(Beginning of Data shown)
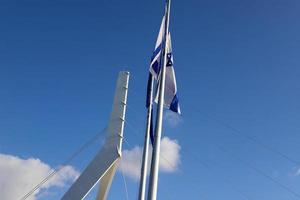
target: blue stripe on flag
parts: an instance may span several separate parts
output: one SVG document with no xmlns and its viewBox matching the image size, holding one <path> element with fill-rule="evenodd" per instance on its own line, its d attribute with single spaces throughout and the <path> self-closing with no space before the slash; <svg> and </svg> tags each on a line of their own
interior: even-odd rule
<svg viewBox="0 0 300 200">
<path fill-rule="evenodd" d="M 180 113 L 179 101 L 178 101 L 177 94 L 175 94 L 175 96 L 173 97 L 173 100 L 170 104 L 170 110 L 172 110 L 173 112 L 176 112 L 176 113 Z"/>
<path fill-rule="evenodd" d="M 156 74 L 159 74 L 159 70 L 160 70 L 159 61 L 156 60 L 156 61 L 151 65 L 151 68 L 153 69 L 153 71 L 154 71 Z"/>
<path fill-rule="evenodd" d="M 154 132 L 153 132 L 153 108 L 151 109 L 151 120 L 150 120 L 150 141 L 153 146 L 154 144 Z"/>
<path fill-rule="evenodd" d="M 150 99 L 151 99 L 151 86 L 152 86 L 152 74 L 149 72 L 148 76 L 148 83 L 147 83 L 147 97 L 146 97 L 146 108 L 150 106 Z"/>
<path fill-rule="evenodd" d="M 153 52 L 153 55 L 151 57 L 151 62 L 154 60 L 154 58 L 160 53 L 160 50 L 161 50 L 161 46 L 162 44 L 160 44 Z"/>
</svg>

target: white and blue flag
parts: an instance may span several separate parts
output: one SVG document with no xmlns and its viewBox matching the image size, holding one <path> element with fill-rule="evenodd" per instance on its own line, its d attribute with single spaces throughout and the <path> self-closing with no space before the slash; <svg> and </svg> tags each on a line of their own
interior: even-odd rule
<svg viewBox="0 0 300 200">
<path fill-rule="evenodd" d="M 161 66 L 161 54 L 162 54 L 164 30 L 165 30 L 165 17 L 163 17 L 160 25 L 159 34 L 156 40 L 155 49 L 153 51 L 153 55 L 151 57 L 151 63 L 150 63 L 150 72 L 156 80 L 158 79 L 160 66 Z"/>
<path fill-rule="evenodd" d="M 173 66 L 173 53 L 171 44 L 171 34 L 169 32 L 166 42 L 166 82 L 165 82 L 165 107 L 171 111 L 181 114 L 177 95 L 177 84 L 175 70 Z"/>
<path fill-rule="evenodd" d="M 150 72 L 154 79 L 156 79 L 159 83 L 159 74 L 161 69 L 161 56 L 162 56 L 162 48 L 163 48 L 163 37 L 165 30 L 165 17 L 163 17 L 158 38 L 156 40 L 155 50 L 153 52 L 150 64 Z M 172 44 L 171 44 L 171 35 L 170 33 L 166 38 L 166 79 L 165 79 L 165 98 L 164 98 L 164 106 L 170 109 L 173 112 L 181 114 L 180 106 L 178 102 L 177 95 L 177 85 L 176 85 L 176 77 L 173 66 L 173 54 L 172 54 Z M 159 87 L 158 87 L 159 88 Z M 155 102 L 157 103 L 158 92 L 155 98 Z"/>
</svg>

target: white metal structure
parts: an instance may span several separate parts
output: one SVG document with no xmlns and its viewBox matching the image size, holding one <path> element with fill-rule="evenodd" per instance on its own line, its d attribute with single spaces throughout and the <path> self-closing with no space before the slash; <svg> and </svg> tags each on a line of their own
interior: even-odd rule
<svg viewBox="0 0 300 200">
<path fill-rule="evenodd" d="M 122 154 L 129 72 L 120 72 L 106 142 L 61 200 L 82 200 L 99 183 L 97 200 L 105 200 Z"/>
</svg>

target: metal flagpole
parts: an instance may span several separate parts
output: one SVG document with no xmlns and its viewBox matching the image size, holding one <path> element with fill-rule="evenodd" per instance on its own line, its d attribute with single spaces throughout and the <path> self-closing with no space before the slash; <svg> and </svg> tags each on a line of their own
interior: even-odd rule
<svg viewBox="0 0 300 200">
<path fill-rule="evenodd" d="M 147 180 L 147 169 L 148 169 L 148 151 L 149 151 L 149 138 L 151 131 L 151 118 L 152 118 L 152 101 L 153 101 L 153 77 L 149 74 L 148 80 L 149 89 L 147 96 L 147 106 L 148 106 L 148 114 L 147 114 L 147 128 L 145 133 L 145 141 L 144 141 L 144 150 L 143 150 L 143 159 L 142 159 L 142 168 L 141 168 L 141 177 L 140 177 L 140 186 L 139 186 L 139 198 L 138 200 L 145 200 L 146 193 L 146 180 Z"/>
<path fill-rule="evenodd" d="M 160 155 L 160 140 L 162 131 L 162 119 L 163 119 L 163 108 L 164 108 L 164 97 L 165 97 L 165 76 L 166 76 L 166 43 L 167 35 L 169 32 L 169 18 L 170 18 L 170 7 L 171 0 L 166 0 L 166 14 L 165 14 L 165 32 L 162 49 L 162 65 L 160 74 L 159 84 L 159 95 L 158 95 L 158 106 L 157 106 L 157 117 L 154 135 L 154 144 L 151 161 L 150 171 L 150 182 L 148 191 L 148 200 L 156 200 L 157 197 L 157 183 L 158 183 L 158 171 L 159 171 L 159 155 Z"/>
</svg>

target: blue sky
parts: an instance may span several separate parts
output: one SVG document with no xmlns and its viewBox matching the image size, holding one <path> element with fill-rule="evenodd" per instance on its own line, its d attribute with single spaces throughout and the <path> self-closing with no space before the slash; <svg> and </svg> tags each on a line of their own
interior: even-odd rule
<svg viewBox="0 0 300 200">
<path fill-rule="evenodd" d="M 61 164 L 105 127 L 120 70 L 131 72 L 127 121 L 138 132 L 126 126 L 124 148 L 141 145 L 163 9 L 153 0 L 2 0 L 0 153 Z M 159 199 L 299 199 L 282 187 L 300 194 L 299 10 L 296 0 L 173 0 L 183 115 L 163 134 L 178 141 L 181 164 L 160 175 Z M 82 170 L 97 149 L 71 165 Z M 127 184 L 136 199 L 137 182 Z M 120 173 L 110 195 L 125 199 Z"/>
</svg>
(End of Data shown)
§ What you have to do: Pick each line holding the word "blue" out of the data and copy it.

§ Response box:
target: blue stripe on flag
target: white and blue flag
target: blue sky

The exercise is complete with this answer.